* _Text excerpt_:

--------------------------------------------------

But “The Day of the Doctor” doesn’t stop there. There is more that can be done with the vantage point a Doctor team-up offers, just as there is more we can do when we turn inward in this way.
As they prepare to fire the weapon together, with tears in her eyes Clara pleads with the Doctors to do something else. Looking to the Eleventh Doctor she says, “Look at you. There’s three of you. The warrior. The hero. And you.” The Eleventh Doctor approaches her and asks with a deep, soul-rooted sincerity, “And what am I?” Clara asks, “Have you really forgotten?” The Doctor tells her, “Yes. Maybe, yes.” Clara replies, “We’ve got enough warriors. Any old idiot can be a hero.” “Then what do I do?” the Doctor asks. With a fresh tear falling down her cheek Clara tells him, “What you’ve always done. Be a Doctor.”
When the Doctor can’t see who he is, Clara can. I love this moment! I love Clara Oswald! (Clara is right alongside Martha as my favorite of the Doctor’s companions for moments like this.) She is not there to “fix” anything but to hold the Doctor in his wounds, to help him see the path to the strength within himself. If we let it, this sort of loving support can wash through our whole being. Clara tells the Eleventh Doctor, “You told me the name you chose was a promise. What was the promise?” The Tenth Doctor replies, “Never be cruel or cowardly.” The War Doctor continues, “Never give up. Never give in.” That’s who the Doctor is. That’s their Self. Clara sees it when the Doctor can’t. No matter how much work we do within ourselves, we can never do it all alone. We’re not wired that way. Clara is a beautiful, stirring example of the natural supports we can find in our lives.

--------------------------------------------------

* _Stored data_:

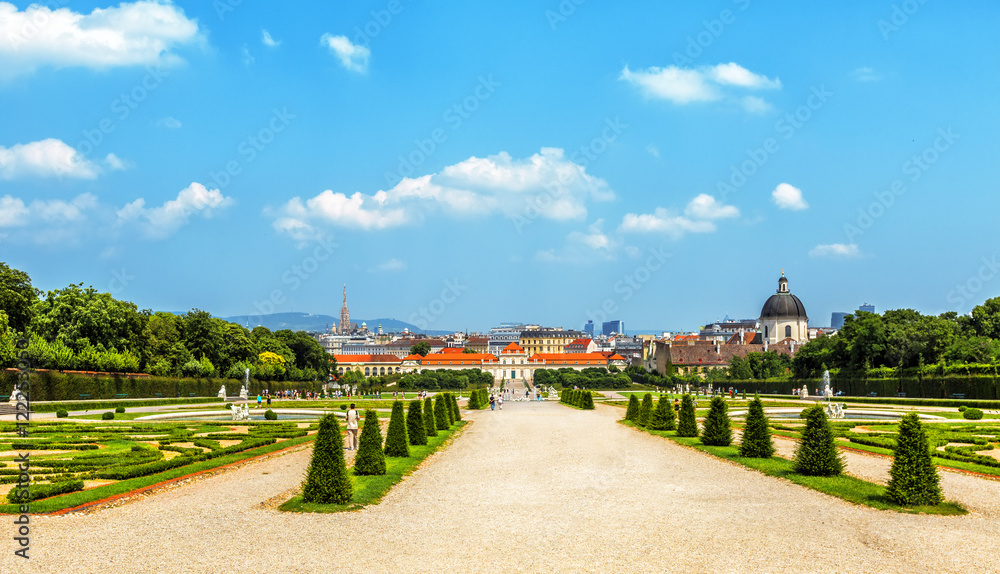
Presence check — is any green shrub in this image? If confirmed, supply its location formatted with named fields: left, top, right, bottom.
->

--------------------------------------------------

* _Problem requirements_:
Please update the passage about the Doctor and Clara, starting at "When the Doctor can’t see" and ending at "in our lives.", and give it with "companions" changed to "friends".

* _Exercise output_:
When the Doctor can’t see who he is, Clara can. I love this moment! I love Clara Oswald! (Clara is right alongside Martha as my favorite of the Doctor’s friends for moments like this.) She is not there to “fix” anything but to hold the Doctor in his wounds, to help him see the path to the strength within himself. If we let it, this sort of loving support can wash through our whole being. Clara tells the Eleventh Doctor, “You told me the name you chose was a promise. What was the promise?” The Tenth Doctor replies, “Never be cruel or cowardly.” The War Doctor continues, “Never give up. Never give in.” That’s who the Doctor is. That’s their Self. Clara sees it when the Doctor can’t. No matter how much work we do within ourselves, we can never do it all alone. We’re not wired that way. Clara is a beautiful, stirring example of the natural supports we can find in our lives.